• **WHAT IS EXPECTED**:
Print, word for word, every line from the beginning of the listing up to and including the line with "pixel 101 277". Pictures are to be excluded.
++++ GIVEN RECORDS ++++
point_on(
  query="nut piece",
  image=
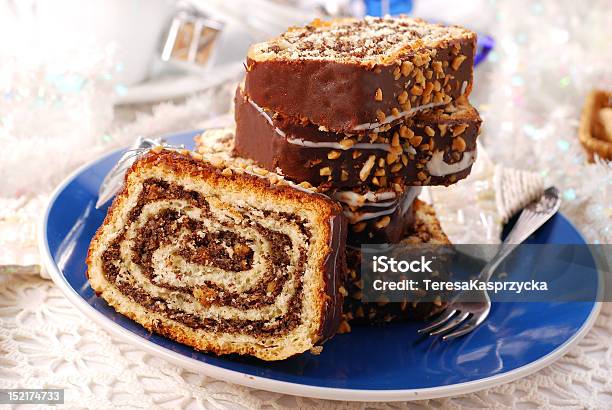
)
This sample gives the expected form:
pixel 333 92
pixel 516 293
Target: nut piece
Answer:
pixel 382 222
pixel 416 90
pixel 442 128
pixel 407 67
pixel 367 167
pixel 378 95
pixel 459 144
pixel 347 143
pixel 406 132
pixel 416 140
pixel 359 227
pixel 397 73
pixel 457 62
pixel 333 155
pixel 459 129
pixel 325 171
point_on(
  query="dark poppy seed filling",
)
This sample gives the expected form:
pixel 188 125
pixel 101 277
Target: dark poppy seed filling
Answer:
pixel 177 228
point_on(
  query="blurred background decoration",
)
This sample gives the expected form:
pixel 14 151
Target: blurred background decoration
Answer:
pixel 78 78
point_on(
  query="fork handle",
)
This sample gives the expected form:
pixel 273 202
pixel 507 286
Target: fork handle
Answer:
pixel 505 250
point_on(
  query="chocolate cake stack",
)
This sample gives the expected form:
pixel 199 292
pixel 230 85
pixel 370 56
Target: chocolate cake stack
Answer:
pixel 367 111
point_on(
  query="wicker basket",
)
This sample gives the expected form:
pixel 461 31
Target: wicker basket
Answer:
pixel 592 133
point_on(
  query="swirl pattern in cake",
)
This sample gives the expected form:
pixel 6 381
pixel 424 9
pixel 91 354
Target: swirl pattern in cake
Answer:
pixel 224 258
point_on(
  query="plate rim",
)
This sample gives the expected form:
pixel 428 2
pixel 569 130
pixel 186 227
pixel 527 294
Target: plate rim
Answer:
pixel 273 385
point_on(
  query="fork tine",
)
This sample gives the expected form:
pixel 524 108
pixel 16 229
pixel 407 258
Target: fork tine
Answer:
pixel 463 330
pixel 456 321
pixel 466 328
pixel 440 321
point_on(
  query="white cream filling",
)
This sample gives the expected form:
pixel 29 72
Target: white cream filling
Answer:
pixel 354 199
pixel 437 167
pixel 390 118
pixel 405 203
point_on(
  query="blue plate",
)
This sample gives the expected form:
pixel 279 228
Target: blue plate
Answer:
pixel 370 363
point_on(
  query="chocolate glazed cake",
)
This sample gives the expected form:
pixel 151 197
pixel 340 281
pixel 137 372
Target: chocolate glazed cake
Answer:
pixel 433 148
pixel 382 215
pixel 350 75
pixel 425 230
pixel 222 256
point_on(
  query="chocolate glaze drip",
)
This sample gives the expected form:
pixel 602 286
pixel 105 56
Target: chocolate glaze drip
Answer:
pixel 266 138
pixel 340 95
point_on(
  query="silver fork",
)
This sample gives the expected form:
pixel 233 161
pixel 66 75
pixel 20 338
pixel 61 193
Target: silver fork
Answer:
pixel 460 318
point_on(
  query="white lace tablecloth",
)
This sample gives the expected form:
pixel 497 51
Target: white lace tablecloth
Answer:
pixel 529 94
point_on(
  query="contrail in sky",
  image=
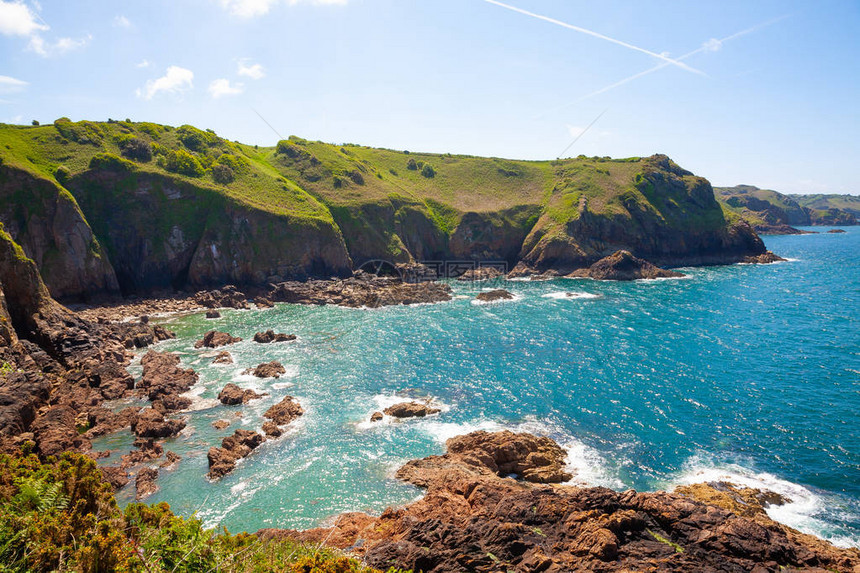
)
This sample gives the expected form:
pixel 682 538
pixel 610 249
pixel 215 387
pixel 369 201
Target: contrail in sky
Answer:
pixel 665 58
pixel 704 47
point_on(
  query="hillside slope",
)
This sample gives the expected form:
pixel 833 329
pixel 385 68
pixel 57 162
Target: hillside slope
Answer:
pixel 153 207
pixel 771 212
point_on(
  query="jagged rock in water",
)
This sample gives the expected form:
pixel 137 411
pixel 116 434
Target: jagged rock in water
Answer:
pixel 494 295
pixel 233 448
pixel 270 336
pixel 272 369
pixel 214 339
pixel 232 395
pixel 285 411
pixel 623 266
pixel 409 410
pixel 763 259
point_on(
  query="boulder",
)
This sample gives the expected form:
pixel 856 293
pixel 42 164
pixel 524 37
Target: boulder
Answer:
pixel 272 369
pixel 623 266
pixel 270 336
pixel 762 259
pixel 144 483
pixel 152 424
pixel 494 295
pixel 223 357
pixel 233 448
pixel 232 395
pixel 284 411
pixel 214 339
pixel 409 410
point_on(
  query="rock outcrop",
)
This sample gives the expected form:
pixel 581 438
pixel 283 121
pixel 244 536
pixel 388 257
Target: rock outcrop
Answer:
pixel 623 266
pixel 272 369
pixel 409 410
pixel 494 295
pixel 472 519
pixel 215 339
pixel 233 448
pixel 232 395
pixel 361 291
pixel 270 336
pixel 285 411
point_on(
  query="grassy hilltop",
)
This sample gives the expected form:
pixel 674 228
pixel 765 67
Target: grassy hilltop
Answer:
pixel 153 206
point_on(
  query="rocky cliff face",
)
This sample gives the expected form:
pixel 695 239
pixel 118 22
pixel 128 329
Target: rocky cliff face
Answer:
pixel 163 233
pixel 46 221
pixel 669 217
pixel 474 518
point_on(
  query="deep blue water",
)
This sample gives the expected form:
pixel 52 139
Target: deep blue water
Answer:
pixel 745 372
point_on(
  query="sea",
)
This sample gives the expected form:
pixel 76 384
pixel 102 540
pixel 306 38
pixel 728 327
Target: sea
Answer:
pixel 741 373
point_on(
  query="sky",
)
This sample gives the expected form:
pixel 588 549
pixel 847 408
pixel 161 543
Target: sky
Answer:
pixel 765 93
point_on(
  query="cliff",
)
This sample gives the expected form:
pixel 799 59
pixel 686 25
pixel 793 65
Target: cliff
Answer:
pixel 141 207
pixel 771 212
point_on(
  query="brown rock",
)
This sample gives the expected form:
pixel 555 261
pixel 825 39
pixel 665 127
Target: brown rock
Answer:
pixel 233 448
pixel 270 336
pixel 162 375
pixel 409 410
pixel 763 259
pixel 214 339
pixel 272 429
pixel 145 484
pixel 623 266
pixel 232 395
pixel 152 424
pixel 223 357
pixel 284 411
pixel 493 295
pixel 272 369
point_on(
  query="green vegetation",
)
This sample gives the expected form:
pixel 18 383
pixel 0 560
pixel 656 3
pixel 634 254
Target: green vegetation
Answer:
pixel 60 516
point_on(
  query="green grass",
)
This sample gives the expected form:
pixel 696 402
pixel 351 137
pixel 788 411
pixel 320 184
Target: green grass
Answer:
pixel 60 515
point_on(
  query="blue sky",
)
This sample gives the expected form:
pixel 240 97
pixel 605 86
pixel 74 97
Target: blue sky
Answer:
pixel 774 104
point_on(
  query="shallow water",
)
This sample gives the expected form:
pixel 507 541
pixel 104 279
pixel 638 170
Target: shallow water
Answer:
pixel 748 372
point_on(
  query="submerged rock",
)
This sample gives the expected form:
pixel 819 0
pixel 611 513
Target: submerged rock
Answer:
pixel 214 339
pixel 763 259
pixel 233 448
pixel 270 336
pixel 272 369
pixel 493 295
pixel 472 518
pixel 232 395
pixel 408 410
pixel 623 266
pixel 284 411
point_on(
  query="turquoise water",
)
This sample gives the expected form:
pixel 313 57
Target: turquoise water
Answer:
pixel 747 372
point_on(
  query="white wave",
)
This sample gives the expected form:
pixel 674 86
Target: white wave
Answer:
pixel 569 295
pixel 803 507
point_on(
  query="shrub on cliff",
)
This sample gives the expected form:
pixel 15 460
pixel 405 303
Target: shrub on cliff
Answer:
pixel 60 515
pixel 222 174
pixel 137 149
pixel 110 162
pixel 182 162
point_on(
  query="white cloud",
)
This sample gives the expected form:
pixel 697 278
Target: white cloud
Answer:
pixel 176 81
pixel 252 8
pixel 63 45
pixel 16 19
pixel 221 87
pixel 255 71
pixel 10 85
pixel 712 45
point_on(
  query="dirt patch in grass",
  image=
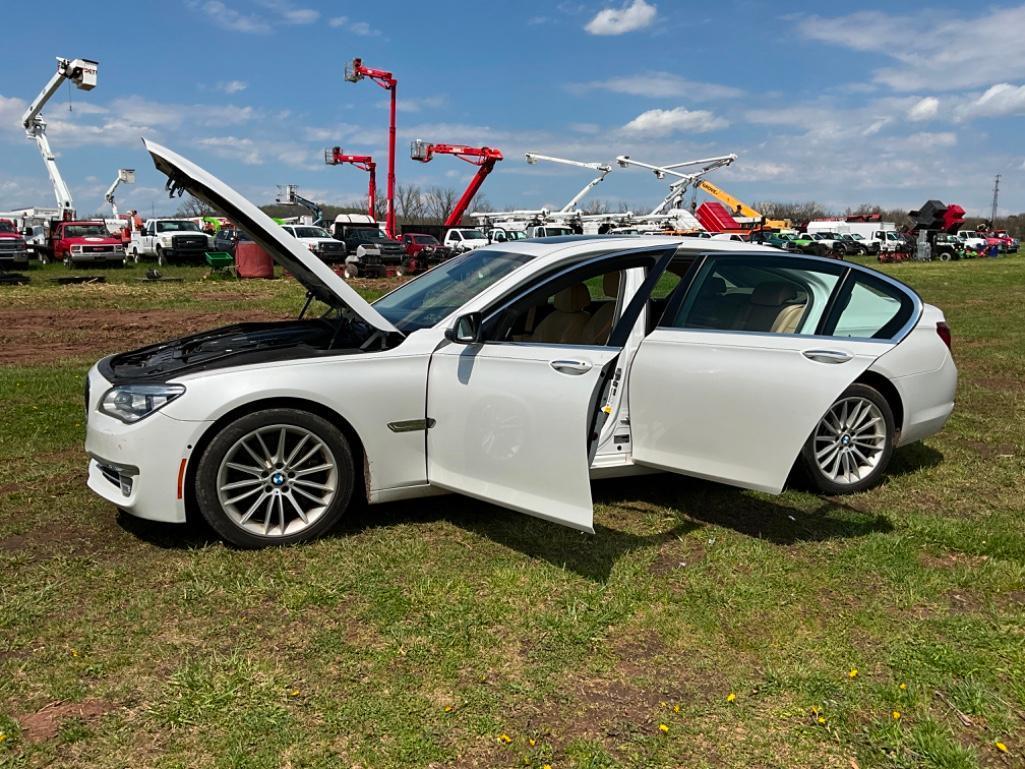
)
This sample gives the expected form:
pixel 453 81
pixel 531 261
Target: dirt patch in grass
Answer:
pixel 35 336
pixel 44 723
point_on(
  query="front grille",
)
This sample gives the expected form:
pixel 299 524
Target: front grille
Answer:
pixel 182 242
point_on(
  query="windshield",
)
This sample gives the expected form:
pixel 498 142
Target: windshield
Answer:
pixel 86 231
pixel 310 232
pixel 441 291
pixel 176 227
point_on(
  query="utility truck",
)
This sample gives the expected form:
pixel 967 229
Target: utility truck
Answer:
pixel 169 240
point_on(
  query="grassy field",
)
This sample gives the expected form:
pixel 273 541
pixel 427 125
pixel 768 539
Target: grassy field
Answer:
pixel 700 626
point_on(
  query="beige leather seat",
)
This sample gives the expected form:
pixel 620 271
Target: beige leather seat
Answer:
pixel 600 326
pixel 772 307
pixel 566 323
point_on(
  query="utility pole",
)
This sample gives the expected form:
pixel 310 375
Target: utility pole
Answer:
pixel 996 193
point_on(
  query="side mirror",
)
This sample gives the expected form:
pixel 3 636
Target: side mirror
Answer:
pixel 465 330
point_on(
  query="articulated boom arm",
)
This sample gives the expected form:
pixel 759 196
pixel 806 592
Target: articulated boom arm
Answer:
pixel 603 169
pixel 82 72
pixel 684 180
pixel 736 206
pixel 127 175
pixel 335 156
pixel 483 157
pixel 289 196
pixel 355 72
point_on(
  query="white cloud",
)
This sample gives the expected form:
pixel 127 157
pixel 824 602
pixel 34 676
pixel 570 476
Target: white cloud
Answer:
pixel 634 16
pixel 363 29
pixel 664 122
pixel 999 99
pixel 943 53
pixel 229 18
pixel 658 85
pixel 232 86
pixel 925 109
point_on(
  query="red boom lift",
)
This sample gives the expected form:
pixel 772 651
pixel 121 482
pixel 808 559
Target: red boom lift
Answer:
pixel 334 156
pixel 355 72
pixel 483 157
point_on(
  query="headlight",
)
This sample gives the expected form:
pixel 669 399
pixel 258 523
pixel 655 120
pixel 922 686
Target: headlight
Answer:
pixel 129 403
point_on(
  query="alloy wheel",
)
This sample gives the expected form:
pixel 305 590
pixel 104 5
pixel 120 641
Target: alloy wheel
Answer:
pixel 850 440
pixel 277 480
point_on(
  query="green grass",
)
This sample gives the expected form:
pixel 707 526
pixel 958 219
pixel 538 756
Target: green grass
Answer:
pixel 424 634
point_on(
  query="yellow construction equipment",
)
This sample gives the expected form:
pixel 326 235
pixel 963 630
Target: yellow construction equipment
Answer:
pixel 739 208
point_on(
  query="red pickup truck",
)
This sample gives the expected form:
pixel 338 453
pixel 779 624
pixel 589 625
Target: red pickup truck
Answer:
pixel 78 242
pixel 13 249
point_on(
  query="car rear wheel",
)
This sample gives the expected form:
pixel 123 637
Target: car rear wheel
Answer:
pixel 850 448
pixel 275 477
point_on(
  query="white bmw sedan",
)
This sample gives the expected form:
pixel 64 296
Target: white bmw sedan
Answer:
pixel 515 374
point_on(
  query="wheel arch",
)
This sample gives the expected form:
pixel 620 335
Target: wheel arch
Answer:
pixel 888 391
pixel 361 484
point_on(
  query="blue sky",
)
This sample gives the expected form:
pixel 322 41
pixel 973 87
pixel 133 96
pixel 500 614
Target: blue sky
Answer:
pixel 819 102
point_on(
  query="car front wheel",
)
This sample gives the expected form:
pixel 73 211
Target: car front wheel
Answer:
pixel 275 477
pixel 850 448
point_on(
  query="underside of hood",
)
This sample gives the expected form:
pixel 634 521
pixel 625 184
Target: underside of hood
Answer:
pixel 293 255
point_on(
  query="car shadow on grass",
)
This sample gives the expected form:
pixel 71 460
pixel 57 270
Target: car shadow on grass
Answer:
pixel 687 503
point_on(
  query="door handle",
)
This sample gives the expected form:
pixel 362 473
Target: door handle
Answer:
pixel 571 367
pixel 827 356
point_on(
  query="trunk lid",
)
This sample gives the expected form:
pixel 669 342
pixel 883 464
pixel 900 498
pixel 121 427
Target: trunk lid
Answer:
pixel 317 277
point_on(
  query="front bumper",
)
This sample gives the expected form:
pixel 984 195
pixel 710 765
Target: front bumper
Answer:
pixel 138 468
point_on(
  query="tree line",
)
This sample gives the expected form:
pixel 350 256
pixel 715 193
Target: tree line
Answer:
pixel 431 205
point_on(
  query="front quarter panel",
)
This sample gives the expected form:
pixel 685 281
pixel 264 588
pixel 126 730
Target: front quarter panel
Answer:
pixel 367 391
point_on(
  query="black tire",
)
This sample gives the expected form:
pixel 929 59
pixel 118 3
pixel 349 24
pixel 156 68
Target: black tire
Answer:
pixel 871 477
pixel 214 454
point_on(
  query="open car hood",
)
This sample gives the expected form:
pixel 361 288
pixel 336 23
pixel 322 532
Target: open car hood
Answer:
pixel 317 277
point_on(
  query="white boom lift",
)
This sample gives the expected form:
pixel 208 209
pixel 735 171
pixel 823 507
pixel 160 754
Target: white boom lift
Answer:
pixel 82 73
pixel 603 170
pixel 674 199
pixel 126 175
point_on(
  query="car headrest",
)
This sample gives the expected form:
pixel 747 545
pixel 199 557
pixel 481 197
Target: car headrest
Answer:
pixel 573 299
pixel 714 286
pixel 610 285
pixel 773 294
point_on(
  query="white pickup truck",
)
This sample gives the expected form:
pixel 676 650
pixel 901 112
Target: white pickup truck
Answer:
pixel 169 240
pixel 464 239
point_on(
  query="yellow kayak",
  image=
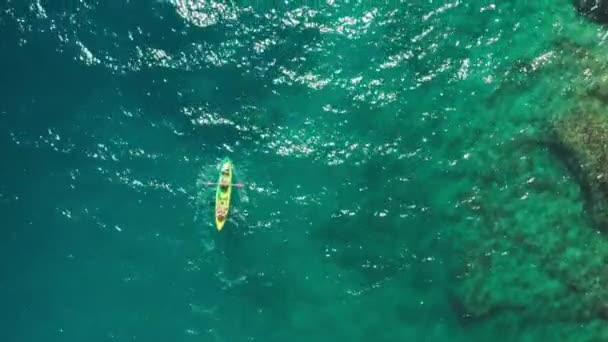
++++
• **RESULT FOR THIS TASK**:
point_on(
  query="nut piece",
  image=
)
This sample gives the expected form:
pixel 333 92
pixel 516 293
Target: nut piece
Answer:
pixel 382 222
pixel 416 90
pixel 442 128
pixel 407 67
pixel 367 167
pixel 378 95
pixel 459 144
pixel 347 143
pixel 406 132
pixel 416 140
pixel 359 227
pixel 397 73
pixel 457 62
pixel 333 155
pixel 459 129
pixel 325 171
point_on(
  query="dark poppy seed filling",
)
This sample gives the expected form:
pixel 188 125
pixel 101 277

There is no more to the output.